===== Provided information =====

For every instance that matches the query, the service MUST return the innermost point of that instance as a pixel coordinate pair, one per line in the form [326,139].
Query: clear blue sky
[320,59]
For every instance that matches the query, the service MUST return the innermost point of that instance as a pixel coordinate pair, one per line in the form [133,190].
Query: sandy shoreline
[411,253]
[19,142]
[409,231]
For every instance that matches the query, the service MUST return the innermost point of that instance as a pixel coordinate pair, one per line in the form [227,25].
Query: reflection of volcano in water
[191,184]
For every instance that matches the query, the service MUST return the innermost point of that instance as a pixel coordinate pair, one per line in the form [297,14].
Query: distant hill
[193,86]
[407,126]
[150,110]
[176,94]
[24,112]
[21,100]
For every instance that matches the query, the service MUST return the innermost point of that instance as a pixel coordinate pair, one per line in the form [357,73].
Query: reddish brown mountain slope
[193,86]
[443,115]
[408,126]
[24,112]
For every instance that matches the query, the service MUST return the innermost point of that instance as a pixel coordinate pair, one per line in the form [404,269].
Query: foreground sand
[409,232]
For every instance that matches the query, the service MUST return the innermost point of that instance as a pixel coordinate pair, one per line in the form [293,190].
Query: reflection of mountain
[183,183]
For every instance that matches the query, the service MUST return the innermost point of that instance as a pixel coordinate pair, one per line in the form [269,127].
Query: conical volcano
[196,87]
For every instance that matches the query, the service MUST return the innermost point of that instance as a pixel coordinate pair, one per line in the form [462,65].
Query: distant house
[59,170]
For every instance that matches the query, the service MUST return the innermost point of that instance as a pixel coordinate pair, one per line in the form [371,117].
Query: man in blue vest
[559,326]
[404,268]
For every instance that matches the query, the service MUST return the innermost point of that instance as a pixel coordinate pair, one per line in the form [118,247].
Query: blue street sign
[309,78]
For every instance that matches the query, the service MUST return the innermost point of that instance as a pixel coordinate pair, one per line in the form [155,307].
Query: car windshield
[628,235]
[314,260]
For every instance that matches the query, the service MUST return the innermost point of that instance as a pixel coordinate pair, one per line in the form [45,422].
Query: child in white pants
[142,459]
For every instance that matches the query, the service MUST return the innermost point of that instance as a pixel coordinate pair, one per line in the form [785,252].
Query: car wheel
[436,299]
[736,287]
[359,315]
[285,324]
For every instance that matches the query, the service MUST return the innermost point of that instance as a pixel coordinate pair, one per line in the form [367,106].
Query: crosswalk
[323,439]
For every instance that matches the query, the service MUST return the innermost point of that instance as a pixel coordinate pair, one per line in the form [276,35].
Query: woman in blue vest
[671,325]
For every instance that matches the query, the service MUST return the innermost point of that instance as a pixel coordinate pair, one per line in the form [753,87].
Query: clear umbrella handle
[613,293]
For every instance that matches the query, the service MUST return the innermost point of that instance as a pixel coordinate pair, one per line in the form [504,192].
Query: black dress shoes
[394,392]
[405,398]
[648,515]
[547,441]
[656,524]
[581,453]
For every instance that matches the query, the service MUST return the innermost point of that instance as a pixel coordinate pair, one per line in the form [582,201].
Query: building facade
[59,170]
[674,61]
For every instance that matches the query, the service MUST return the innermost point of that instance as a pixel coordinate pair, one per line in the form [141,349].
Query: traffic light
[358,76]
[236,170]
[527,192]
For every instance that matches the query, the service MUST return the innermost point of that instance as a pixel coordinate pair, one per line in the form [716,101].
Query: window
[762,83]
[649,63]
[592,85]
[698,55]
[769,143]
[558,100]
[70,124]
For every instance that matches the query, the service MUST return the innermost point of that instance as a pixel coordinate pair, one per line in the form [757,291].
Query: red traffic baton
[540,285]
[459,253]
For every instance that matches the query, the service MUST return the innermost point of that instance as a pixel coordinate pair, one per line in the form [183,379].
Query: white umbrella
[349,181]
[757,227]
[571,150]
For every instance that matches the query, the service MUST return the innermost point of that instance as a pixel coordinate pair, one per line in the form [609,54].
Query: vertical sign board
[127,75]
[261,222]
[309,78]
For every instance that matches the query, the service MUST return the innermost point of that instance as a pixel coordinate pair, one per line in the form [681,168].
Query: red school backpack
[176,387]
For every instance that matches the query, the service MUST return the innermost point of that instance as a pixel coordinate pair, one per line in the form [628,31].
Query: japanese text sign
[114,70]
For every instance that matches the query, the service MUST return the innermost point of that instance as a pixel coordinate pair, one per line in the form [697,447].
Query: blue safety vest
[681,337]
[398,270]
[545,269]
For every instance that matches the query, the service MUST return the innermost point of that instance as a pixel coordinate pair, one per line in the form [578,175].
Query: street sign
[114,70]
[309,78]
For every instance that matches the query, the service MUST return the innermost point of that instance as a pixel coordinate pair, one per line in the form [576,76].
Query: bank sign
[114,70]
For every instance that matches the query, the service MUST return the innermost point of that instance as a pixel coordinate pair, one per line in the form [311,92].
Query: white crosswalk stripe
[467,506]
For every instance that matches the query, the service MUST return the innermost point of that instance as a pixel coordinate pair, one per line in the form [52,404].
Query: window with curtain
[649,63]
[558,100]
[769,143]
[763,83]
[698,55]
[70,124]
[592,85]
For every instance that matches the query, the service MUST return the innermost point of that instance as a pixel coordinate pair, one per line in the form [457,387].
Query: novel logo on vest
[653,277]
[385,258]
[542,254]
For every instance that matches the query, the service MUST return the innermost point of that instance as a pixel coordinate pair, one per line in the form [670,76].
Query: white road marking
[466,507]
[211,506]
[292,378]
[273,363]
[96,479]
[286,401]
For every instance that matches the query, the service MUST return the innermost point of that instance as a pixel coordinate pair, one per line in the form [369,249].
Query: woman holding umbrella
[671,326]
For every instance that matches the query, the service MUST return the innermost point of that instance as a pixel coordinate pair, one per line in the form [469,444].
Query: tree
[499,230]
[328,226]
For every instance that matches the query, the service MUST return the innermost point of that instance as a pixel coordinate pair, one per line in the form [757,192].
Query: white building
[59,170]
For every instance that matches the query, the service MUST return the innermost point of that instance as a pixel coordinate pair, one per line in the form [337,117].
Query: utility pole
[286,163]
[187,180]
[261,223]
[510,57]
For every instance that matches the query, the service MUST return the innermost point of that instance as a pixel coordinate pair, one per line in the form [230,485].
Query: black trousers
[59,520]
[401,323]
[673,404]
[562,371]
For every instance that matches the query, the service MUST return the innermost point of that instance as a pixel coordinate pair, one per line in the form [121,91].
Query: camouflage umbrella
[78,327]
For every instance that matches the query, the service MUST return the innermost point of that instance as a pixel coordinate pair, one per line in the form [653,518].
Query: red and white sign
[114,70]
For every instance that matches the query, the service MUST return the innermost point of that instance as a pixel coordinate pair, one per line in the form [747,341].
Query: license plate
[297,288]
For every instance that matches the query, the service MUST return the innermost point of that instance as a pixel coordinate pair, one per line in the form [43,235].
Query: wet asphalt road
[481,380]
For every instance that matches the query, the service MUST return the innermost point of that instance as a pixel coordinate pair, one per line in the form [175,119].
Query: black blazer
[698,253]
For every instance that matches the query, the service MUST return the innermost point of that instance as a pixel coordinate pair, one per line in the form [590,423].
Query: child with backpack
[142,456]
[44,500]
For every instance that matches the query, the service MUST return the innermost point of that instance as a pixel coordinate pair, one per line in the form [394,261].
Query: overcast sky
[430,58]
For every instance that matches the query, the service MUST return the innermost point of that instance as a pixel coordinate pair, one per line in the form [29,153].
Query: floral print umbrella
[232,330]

=====

▶ [Exercise directions]:
Only one span of lines is wanted: the line with "Query: red and white sign" and every line after it to the end of the entries, output exactly.

▶ [Answer]:
Query: red and white sign
[114,70]
For every instance that matches the query, the service MUST return the innermost point of that instance as a pixel coordinate pair, one per line in the form [747,341].
Query: license plate
[297,288]
For every instance that matches the query, the service MUST return the innermost point of that instance as a pixel coordinate pair, one per line in the form [43,235].
Query: wet asphalt road
[481,380]
For every instance that matches the query, the service MUST return the innermost point of that instance as a pixel coordinate pair, one per line in the form [175,119].
Query: black blazer
[698,253]
For every instance that matches the query, the service MUST return the innermost point of that instance as a pixel coordinate pair, one per line in the form [590,423].
Query: child with backpack
[142,456]
[44,500]
For every instance that matches the query, the service MUST return the innermost point of that instance as a pixel coordinate pair, one per line in the form [394,261].
Query: overcast sky
[430,58]
For every instance that matches the query, the service MUST return the innermost point of that instance as a pixel coordinate pair, one per line in the form [29,153].
Query: floral print umbrella
[232,330]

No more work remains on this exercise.